DIRECTIONS FOR THIS TASK
Every record should be written out exactly, with the pictures left out.

MATERIAL
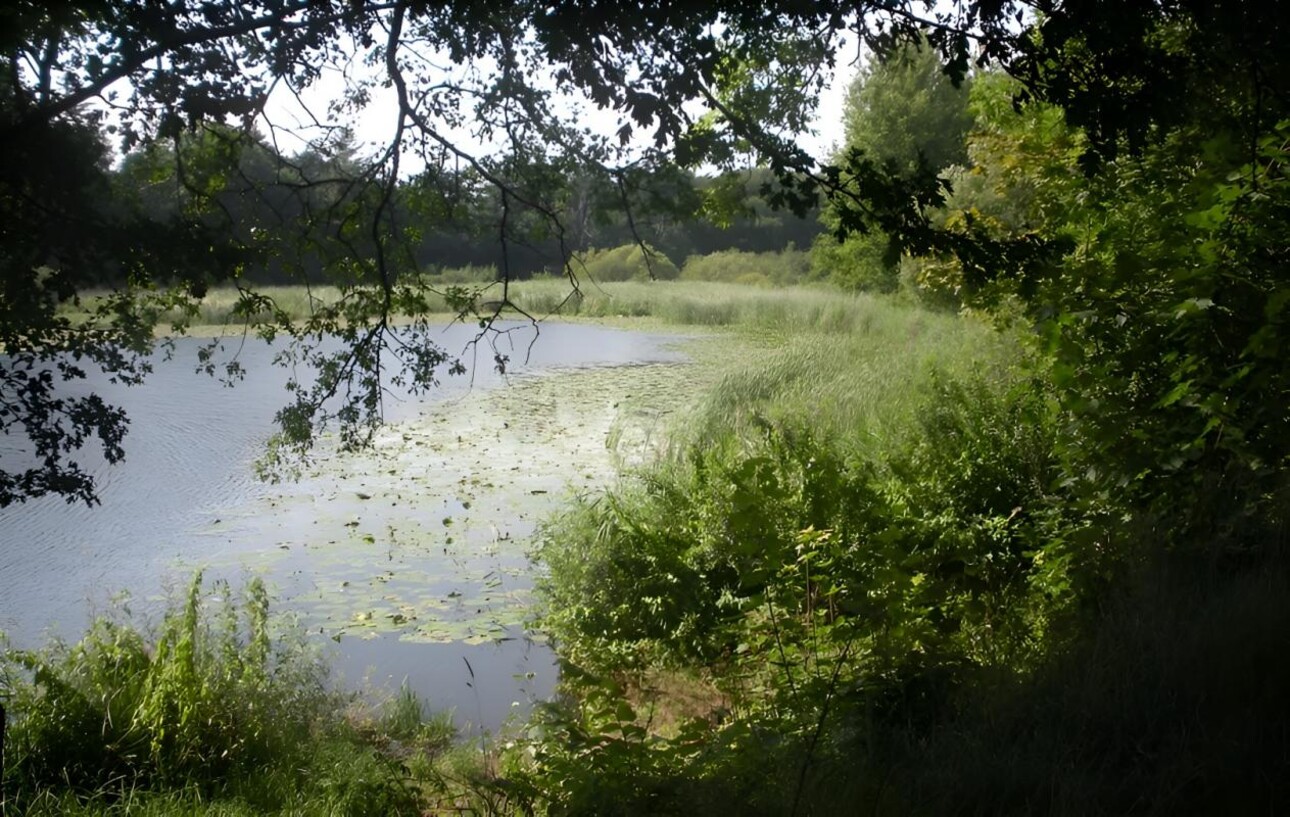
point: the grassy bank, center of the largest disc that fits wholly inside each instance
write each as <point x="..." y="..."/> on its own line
<point x="868" y="577"/>
<point x="679" y="303"/>
<point x="863" y="574"/>
<point x="218" y="710"/>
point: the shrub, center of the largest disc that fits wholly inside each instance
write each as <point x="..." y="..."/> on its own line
<point x="626" y="263"/>
<point x="788" y="266"/>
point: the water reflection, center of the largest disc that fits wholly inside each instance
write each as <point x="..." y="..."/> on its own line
<point x="186" y="496"/>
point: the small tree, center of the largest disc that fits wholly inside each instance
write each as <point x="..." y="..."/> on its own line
<point x="903" y="112"/>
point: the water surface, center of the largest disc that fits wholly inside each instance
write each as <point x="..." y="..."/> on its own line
<point x="409" y="559"/>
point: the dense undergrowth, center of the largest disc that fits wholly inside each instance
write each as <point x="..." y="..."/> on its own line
<point x="219" y="710"/>
<point x="866" y="576"/>
<point x="875" y="555"/>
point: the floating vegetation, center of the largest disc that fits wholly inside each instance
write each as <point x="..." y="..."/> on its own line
<point x="426" y="534"/>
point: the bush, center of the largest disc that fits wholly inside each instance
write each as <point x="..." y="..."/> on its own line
<point x="782" y="269"/>
<point x="627" y="263"/>
<point x="859" y="263"/>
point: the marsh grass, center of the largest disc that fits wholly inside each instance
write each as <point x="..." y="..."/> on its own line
<point x="221" y="710"/>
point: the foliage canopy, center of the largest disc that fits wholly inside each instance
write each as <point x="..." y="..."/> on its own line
<point x="484" y="89"/>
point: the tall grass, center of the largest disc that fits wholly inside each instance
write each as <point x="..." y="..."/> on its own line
<point x="218" y="711"/>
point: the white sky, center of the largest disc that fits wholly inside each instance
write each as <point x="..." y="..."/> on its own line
<point x="374" y="125"/>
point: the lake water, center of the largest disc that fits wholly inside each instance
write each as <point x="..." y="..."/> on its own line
<point x="409" y="562"/>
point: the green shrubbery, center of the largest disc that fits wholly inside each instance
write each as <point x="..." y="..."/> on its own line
<point x="218" y="713"/>
<point x="630" y="262"/>
<point x="734" y="266"/>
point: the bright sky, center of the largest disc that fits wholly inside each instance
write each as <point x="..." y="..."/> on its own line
<point x="374" y="125"/>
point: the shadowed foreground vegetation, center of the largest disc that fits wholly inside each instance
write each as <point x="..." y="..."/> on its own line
<point x="855" y="578"/>
<point x="858" y="578"/>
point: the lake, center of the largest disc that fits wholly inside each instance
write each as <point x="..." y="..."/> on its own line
<point x="406" y="560"/>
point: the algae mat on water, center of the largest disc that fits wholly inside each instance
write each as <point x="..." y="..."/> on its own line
<point x="426" y="534"/>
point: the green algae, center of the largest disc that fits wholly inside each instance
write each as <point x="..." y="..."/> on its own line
<point x="426" y="534"/>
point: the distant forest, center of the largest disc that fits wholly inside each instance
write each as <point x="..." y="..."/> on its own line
<point x="266" y="207"/>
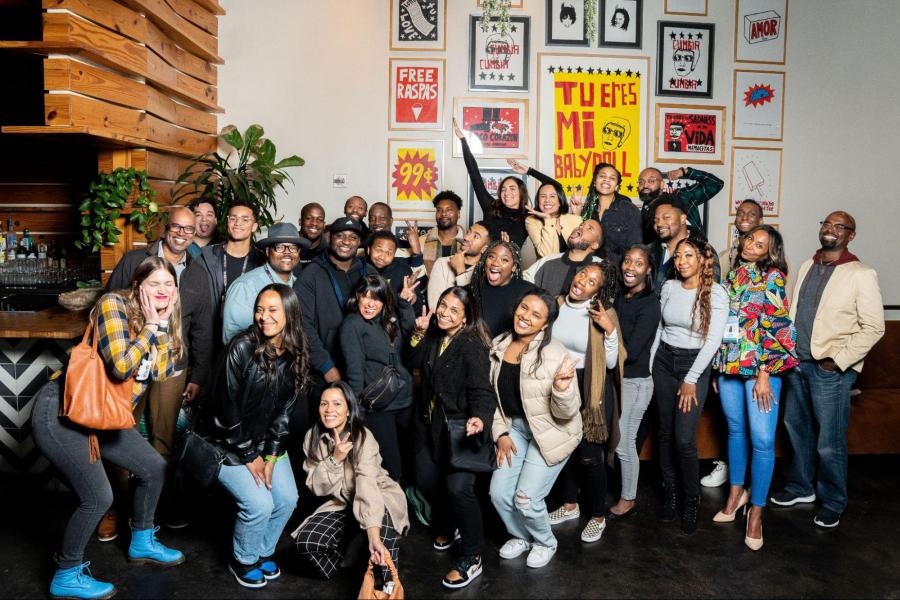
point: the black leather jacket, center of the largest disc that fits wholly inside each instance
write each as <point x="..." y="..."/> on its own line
<point x="246" y="414"/>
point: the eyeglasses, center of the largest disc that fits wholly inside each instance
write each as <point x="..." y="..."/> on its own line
<point x="286" y="248"/>
<point x="835" y="226"/>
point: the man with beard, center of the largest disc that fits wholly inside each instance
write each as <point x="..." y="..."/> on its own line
<point x="312" y="228"/>
<point x="449" y="271"/>
<point x="691" y="198"/>
<point x="554" y="273"/>
<point x="671" y="226"/>
<point x="446" y="239"/>
<point x="838" y="316"/>
<point x="282" y="248"/>
<point x="323" y="289"/>
<point x="204" y="211"/>
<point x="381" y="218"/>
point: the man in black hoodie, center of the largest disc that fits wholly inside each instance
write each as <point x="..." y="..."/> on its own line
<point x="323" y="289"/>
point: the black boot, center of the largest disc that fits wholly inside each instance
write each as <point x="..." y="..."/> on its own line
<point x="689" y="516"/>
<point x="670" y="500"/>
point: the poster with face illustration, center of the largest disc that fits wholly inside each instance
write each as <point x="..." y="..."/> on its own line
<point x="417" y="94"/>
<point x="418" y="24"/>
<point x="685" y="59"/>
<point x="498" y="60"/>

CORRECT RESULT
point: the grassy bank, center of the largest disc that fits wholly inside each instance
write each as <point x="..." y="..."/> on its own line
<point x="868" y="577"/>
<point x="679" y="303"/>
<point x="863" y="574"/>
<point x="218" y="710"/>
point: the shrub, center of the largest disc that fits wholly inside each instance
write each as <point x="..." y="..."/> on its own line
<point x="626" y="263"/>
<point x="788" y="266"/>
point: the water reflection, center of the largest disc that fits wholly inside each instance
write each as <point x="..." y="..."/> on its own line
<point x="186" y="496"/>
point: the small tree, center of the largest disc that fits wholly inside each instance
write each as <point x="..." y="..."/> on its own line
<point x="903" y="112"/>
point: the water surface, center of the largest disc that fits wholly inside each instance
write each as <point x="..." y="..."/> on its own line
<point x="409" y="559"/>
point: the dense undergrowth, center of the largest disc that fits wholly inside each instance
write each as <point x="..." y="..."/> on its own line
<point x="219" y="710"/>
<point x="866" y="576"/>
<point x="875" y="555"/>
point: the floating vegetation, center of the largest disc that fits wholly inside each instance
write each as <point x="..." y="..."/> on its own line
<point x="426" y="534"/>
point: the bush, center of the largest disc that fits wholly inside each instance
write each as <point x="..." y="..."/> on its own line
<point x="782" y="269"/>
<point x="627" y="263"/>
<point x="859" y="263"/>
point: the marsh grass, center of the largest disc that fits wholly inside each instance
write each as <point x="..." y="..."/> on its own line
<point x="221" y="710"/>
point: the foliage canopy, center of the largest disc that fits wholly inside each instance
write each as <point x="..." y="..."/> on its own line
<point x="484" y="89"/>
point: the tall grass, center of the largest disc that fits wholly inside each instance
write each as <point x="..." y="..."/> on its own line
<point x="218" y="711"/>
point: the white sky, center of the largest disc that fits wholly inside each instance
write each as <point x="..." y="..."/> on its own line
<point x="374" y="125"/>
point: the lake water, center of the largest disc that fits wholly inside each instance
write each as <point x="..." y="..."/> on its own line
<point x="409" y="562"/>
point: the green shrubbery, center of the largest disc that fits wholly inside each instance
write each as <point x="..." y="..."/> on its own line
<point x="218" y="713"/>
<point x="630" y="262"/>
<point x="734" y="266"/>
point: the bright sky, center of the largest disc that fits wholly inside each instance
write each as <point x="..." y="..."/> on its own line
<point x="374" y="125"/>
point: the shadowed foreground vegetation, center of the largest disc that fits wholly inside each instance
write each as <point x="..." y="..."/> on its own line
<point x="855" y="578"/>
<point x="858" y="578"/>
point: the lake, center of the largest disc that fits wholly inside each instance
write each as <point x="..." y="..."/> on its own line
<point x="406" y="560"/>
point: the algae mat on water, center of the largest disc that fits wholly inside each instance
write each as <point x="..." y="..."/> on its own line
<point x="426" y="534"/>
point: the green algae, center of the largest disc that fits wholly inside each instance
write each as <point x="..." y="..."/> on its own line
<point x="426" y="534"/>
point: the distant forest, center of the largest disc that fits wholly inside each instance
write each as <point x="..." y="..."/> on its own line
<point x="266" y="207"/>
point: the black leather jacket, center of the largest disc that fits wholly inside each instance
write each as <point x="..." y="..."/> on its own line
<point x="246" y="414"/>
point: the eyeglasses, center of the largest disc that fits wholly inside each instance
write each as <point x="..." y="..."/> on its own line
<point x="286" y="248"/>
<point x="835" y="226"/>
point: the man with beard, center of the largest disc that fits wholly inside each instance
write each as <point x="..." y="..."/> on its own line
<point x="312" y="228"/>
<point x="449" y="271"/>
<point x="691" y="198"/>
<point x="554" y="273"/>
<point x="671" y="226"/>
<point x="446" y="239"/>
<point x="838" y="316"/>
<point x="282" y="248"/>
<point x="323" y="289"/>
<point x="204" y="211"/>
<point x="381" y="218"/>
point: the man in black hoodie, center of the largest disc that fits wholly inside each instance
write each as <point x="..." y="..."/> on its own line
<point x="323" y="289"/>
point: the black boot, center of the largest disc that fits wholly inside each instance
write each as <point x="..." y="..."/> on its own line
<point x="689" y="516"/>
<point x="670" y="500"/>
point: the poster with face illustration, center of the largest disc that fits wholly inside each instance
write each as <point x="..." y="..."/> on its own line
<point x="417" y="94"/>
<point x="418" y="24"/>
<point x="685" y="59"/>
<point x="498" y="60"/>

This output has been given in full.